Given data ->
--*--

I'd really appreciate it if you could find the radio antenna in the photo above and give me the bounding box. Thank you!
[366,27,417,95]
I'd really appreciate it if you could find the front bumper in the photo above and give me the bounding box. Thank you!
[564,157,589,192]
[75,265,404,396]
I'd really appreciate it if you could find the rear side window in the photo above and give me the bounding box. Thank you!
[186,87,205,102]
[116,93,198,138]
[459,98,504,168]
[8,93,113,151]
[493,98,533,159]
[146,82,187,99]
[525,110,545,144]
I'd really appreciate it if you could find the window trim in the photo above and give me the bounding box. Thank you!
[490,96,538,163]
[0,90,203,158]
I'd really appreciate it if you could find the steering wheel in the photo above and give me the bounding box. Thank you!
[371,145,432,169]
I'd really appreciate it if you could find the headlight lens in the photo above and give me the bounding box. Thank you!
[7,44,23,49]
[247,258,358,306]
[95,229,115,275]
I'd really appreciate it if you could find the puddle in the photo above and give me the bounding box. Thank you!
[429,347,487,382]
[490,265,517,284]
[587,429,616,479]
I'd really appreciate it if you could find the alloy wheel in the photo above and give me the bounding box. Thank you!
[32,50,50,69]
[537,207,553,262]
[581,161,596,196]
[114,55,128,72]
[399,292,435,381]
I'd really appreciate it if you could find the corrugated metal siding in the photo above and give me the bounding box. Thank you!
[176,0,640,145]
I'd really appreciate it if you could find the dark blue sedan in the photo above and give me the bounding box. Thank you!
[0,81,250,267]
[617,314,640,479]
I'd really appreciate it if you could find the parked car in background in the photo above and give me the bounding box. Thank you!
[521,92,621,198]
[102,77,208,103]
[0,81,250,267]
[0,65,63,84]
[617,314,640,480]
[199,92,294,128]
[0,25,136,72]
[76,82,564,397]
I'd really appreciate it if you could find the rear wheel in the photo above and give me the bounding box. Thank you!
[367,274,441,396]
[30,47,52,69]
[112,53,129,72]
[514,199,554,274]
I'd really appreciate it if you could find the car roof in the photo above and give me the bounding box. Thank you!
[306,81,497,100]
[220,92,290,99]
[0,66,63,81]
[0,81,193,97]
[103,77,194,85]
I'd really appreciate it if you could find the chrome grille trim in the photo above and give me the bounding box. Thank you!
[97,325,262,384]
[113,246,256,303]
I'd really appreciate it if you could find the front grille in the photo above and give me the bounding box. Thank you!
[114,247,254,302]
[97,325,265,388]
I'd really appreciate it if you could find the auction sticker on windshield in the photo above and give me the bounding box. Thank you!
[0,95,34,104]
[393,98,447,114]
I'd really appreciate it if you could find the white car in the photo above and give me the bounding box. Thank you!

--*--

Activity -> All the material, top to bottom: write it out again precisely.

Expected output ->
I'd really appreciate it if you could find the radio antenna in the photo above and give me the bounding box. Thank you!
[366,27,417,95]
I'd really appreciate it if you could find the front bumper in the photo above and give me the bounding box. Thank you!
[564,157,589,192]
[75,265,404,396]
I'd really appreciate it if you could find the rear side window in the photo above and give me the bounding box. Thank you!
[186,87,205,102]
[116,93,198,138]
[459,98,504,168]
[8,93,113,151]
[493,98,533,159]
[146,82,187,99]
[525,110,545,144]
I'd really appreciate it if you could find the window trim in the photo above and give me the bounding box. Thank you!
[490,96,538,163]
[0,90,203,158]
I'd really appreciate it if you could find the steering wheel in the photo above and give me the bounding box. Thank you!
[371,145,432,169]
I'd really appreciate it if you could find the headlight lens in the photo above and give me the bounding box. Thank you!
[7,44,23,49]
[247,258,358,306]
[95,229,115,275]
I'd really appreciate it if you could find the puddle in the photo above and give me the bounding box. Thank you!
[429,347,487,382]
[490,265,517,284]
[587,429,616,479]
I'd really appreciate it if you could find the alloy wheel in the photo above and give me the bounding box. Thank you!
[32,50,50,69]
[537,207,553,262]
[581,161,596,196]
[114,55,128,72]
[399,292,435,381]
I'd really appreciate it if you could find the corrugated metal siding in the photo above and give me the bounding box. Thank you!
[176,0,640,145]
I'd really appreciate it if you could find the dark blue sedan in the photo above and give me the bounding box. Thank you!
[0,81,250,267]
[617,314,640,479]
I'd really appreciate it if you could find the parked car in background in the photo above and give me the bounding box. Thank you!
[521,92,621,198]
[102,77,208,103]
[0,81,250,267]
[0,65,63,84]
[617,314,640,480]
[199,92,294,128]
[0,25,136,72]
[76,82,564,397]
I'd really appreciate it if you could find the rear wheel in the photo above and give me the bounding box. Thank you!
[367,274,441,396]
[30,47,52,69]
[112,53,129,72]
[514,199,554,274]
I'd really appreciate it if you could find the car roof in the photo above and give me the bounding box. Thank you!
[306,81,497,100]
[220,92,290,99]
[0,66,63,81]
[0,81,193,97]
[103,77,194,85]
I'd really appreciate it if you could find the chrome grille trim in the photo above and give me the bounding box. Thank you!
[97,325,262,384]
[113,246,256,303]
I'd really appreciate it if you could find the front grille in the photo above and give me the bounding box. Thank you!
[114,247,254,302]
[97,325,265,388]
I'd really appreciate it if you could find the auction sticker on windshield in the photo above and give me the bounding box. Thank you!
[0,95,34,104]
[393,98,447,114]
I'd really appreciate it if you could find the white car in the photo above and give me the bounding box. Thank you!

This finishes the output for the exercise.